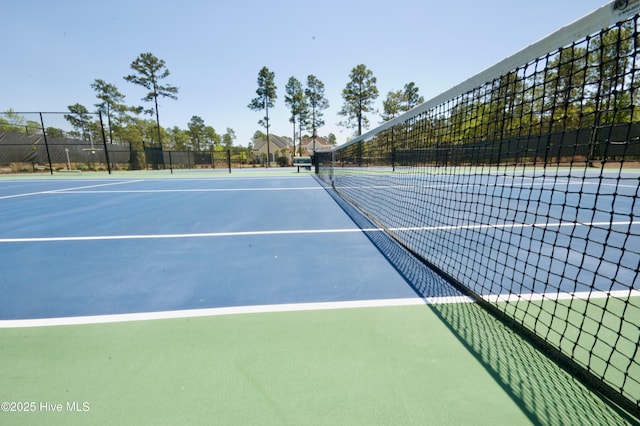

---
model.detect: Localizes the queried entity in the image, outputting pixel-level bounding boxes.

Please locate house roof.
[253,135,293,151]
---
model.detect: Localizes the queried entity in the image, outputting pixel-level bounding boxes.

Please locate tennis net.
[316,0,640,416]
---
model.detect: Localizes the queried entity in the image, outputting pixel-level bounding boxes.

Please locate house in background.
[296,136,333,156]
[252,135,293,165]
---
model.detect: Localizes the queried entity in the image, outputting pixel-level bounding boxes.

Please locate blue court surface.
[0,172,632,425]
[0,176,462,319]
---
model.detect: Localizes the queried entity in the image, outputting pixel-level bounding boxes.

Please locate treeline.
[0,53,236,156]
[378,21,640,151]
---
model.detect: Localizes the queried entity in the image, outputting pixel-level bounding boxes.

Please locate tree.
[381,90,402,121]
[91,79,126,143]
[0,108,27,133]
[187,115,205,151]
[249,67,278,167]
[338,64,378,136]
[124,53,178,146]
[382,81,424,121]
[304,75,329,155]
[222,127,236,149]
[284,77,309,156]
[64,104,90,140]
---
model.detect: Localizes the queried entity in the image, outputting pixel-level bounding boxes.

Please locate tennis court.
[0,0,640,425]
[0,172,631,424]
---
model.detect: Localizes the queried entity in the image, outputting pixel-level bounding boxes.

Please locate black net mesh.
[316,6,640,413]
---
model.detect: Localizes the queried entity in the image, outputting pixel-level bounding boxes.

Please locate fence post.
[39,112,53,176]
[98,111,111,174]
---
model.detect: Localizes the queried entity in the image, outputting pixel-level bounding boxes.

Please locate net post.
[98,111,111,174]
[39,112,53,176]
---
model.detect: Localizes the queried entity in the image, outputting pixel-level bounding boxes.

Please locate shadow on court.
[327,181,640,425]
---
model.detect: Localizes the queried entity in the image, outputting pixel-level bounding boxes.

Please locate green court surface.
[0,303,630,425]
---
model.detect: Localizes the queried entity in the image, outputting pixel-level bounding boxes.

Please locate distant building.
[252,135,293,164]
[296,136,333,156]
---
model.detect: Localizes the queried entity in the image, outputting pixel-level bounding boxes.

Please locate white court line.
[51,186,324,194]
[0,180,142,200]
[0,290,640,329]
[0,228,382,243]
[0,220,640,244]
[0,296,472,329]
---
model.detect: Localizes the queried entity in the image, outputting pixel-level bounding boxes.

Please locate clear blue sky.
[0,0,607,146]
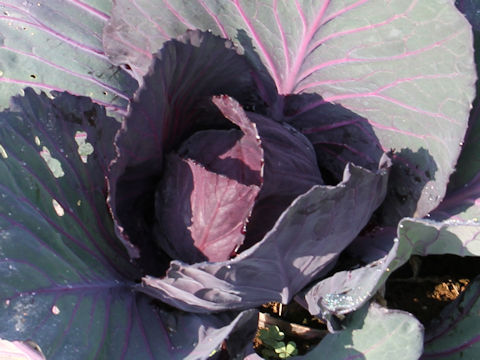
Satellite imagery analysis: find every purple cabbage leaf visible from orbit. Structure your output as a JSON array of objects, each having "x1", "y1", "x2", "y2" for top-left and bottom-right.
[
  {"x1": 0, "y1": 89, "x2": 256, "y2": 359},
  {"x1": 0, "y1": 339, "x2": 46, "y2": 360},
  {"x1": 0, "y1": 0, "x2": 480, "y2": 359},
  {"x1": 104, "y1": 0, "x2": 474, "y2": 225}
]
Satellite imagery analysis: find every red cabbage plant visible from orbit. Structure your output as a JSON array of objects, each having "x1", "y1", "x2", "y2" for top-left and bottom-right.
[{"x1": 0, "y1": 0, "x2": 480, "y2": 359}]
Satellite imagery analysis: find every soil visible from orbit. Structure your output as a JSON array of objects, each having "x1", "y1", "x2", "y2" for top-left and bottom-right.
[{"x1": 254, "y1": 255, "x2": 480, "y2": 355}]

+ + + + +

▶ **AIM OF THE TASK**: Reproduce all of the records above word for word, leaving out the pictures.

▶ **EXERCISE RESPONSE**:
---
model.detect: Localizes the queried entity in the image, outputting pixel-level bounding boxes.

Please locate house roof.
[253,135,293,151]
---
model.detect: Localizes the queried entity in the image, outputting pixel-level bounding boxes.

Please locate tennis net.
[316,0,640,416]
---
model.detect: Localizes the queried entity in the image, outputting pixel-level bounding boxes.

Please locate house in background.
[296,136,333,156]
[252,135,293,165]
---
model.detect: Localizes the queried entity in the image, outputting pixel-level bounding boxes.

Please locate blue court surface.
[0,172,632,425]
[0,176,462,319]
---
model.detect: Localizes the queried entity in the image, outputting pixel-level bounding boxes.

Please locate treeline.
[0,53,236,156]
[378,21,640,151]
---
model.detect: Localizes the queried entity in the image, outputting pixel-level bounding boxes.

Please locate tree.
[381,90,402,121]
[91,79,126,143]
[0,108,27,133]
[187,115,205,151]
[249,67,278,167]
[338,64,378,136]
[124,53,178,146]
[382,81,424,121]
[304,75,329,155]
[222,127,236,149]
[284,77,309,156]
[64,104,90,140]
---
model.detect: Localizes the queried entity in the image, outputting pixel-level bounding boxes.

Please locate tennis court.
[0,0,640,425]
[0,172,631,424]
---
model.detect: Localizes the queried entity in the image, outputting pixel-level bounding boxes.

Please locate black net mesh.
[316,6,640,413]
---
model.detect: Localizes the queried entity in the image, outputting pixel-level bounding boxes.

Please locate fence post.
[39,112,53,176]
[98,111,111,174]
---
model.detect: Localizes the queried entity in the image, outputting pixel-level bounding boxes.

Please locate net post.
[98,111,111,174]
[39,112,53,176]
---
model.detect: Localizes the queried entity in the image, outputting pixel-level bounding boxes.

Please locate shadow on court.
[327,181,640,425]
---
model.detect: Localizes the queried entity in the image, outputting pixel-level bounding boxes.

Please locate green court surface.
[0,303,630,425]
---
model.detect: Localizes the queried entity in the image, outputting pixel-level bounding boxes.

Please locate distant building.
[252,135,293,164]
[296,136,333,156]
---
model.detect: Localizes the queried entity in the image, outputting pixel-level bounding boxes.

Please locate white court line.
[51,186,324,194]
[0,180,142,200]
[0,290,640,329]
[0,228,382,243]
[0,220,640,244]
[0,296,472,329]
---
model.detect: Localizes the queried entity in the image, outputting pixel-level bounding boxes.

Please locate clear blue sky.
[0,0,607,146]
Satellite imagery analysis: find every purple cabbage leaf visible from orbit. Structure your output as a JSON array of objects, each having "x1", "y1", "x2", "y2" for top-left and bottom-right.
[
  {"x1": 0, "y1": 89, "x2": 256, "y2": 359},
  {"x1": 0, "y1": 339, "x2": 46, "y2": 360},
  {"x1": 0, "y1": 0, "x2": 480, "y2": 359},
  {"x1": 104, "y1": 0, "x2": 474, "y2": 225}
]
Satellite imagery analysis: find every red cabbage plant visible from orbit. Structure your output as a JSON array of objects, each having "x1", "y1", "x2", "y2" for top-left and bottom-right.
[{"x1": 0, "y1": 0, "x2": 480, "y2": 359}]
Satellite imagery analysis: find every soil visible from orbit. Structure your output as a JSON array of objects, each having "x1", "y1", "x2", "y2" for top-left and bottom-right.
[{"x1": 254, "y1": 255, "x2": 480, "y2": 355}]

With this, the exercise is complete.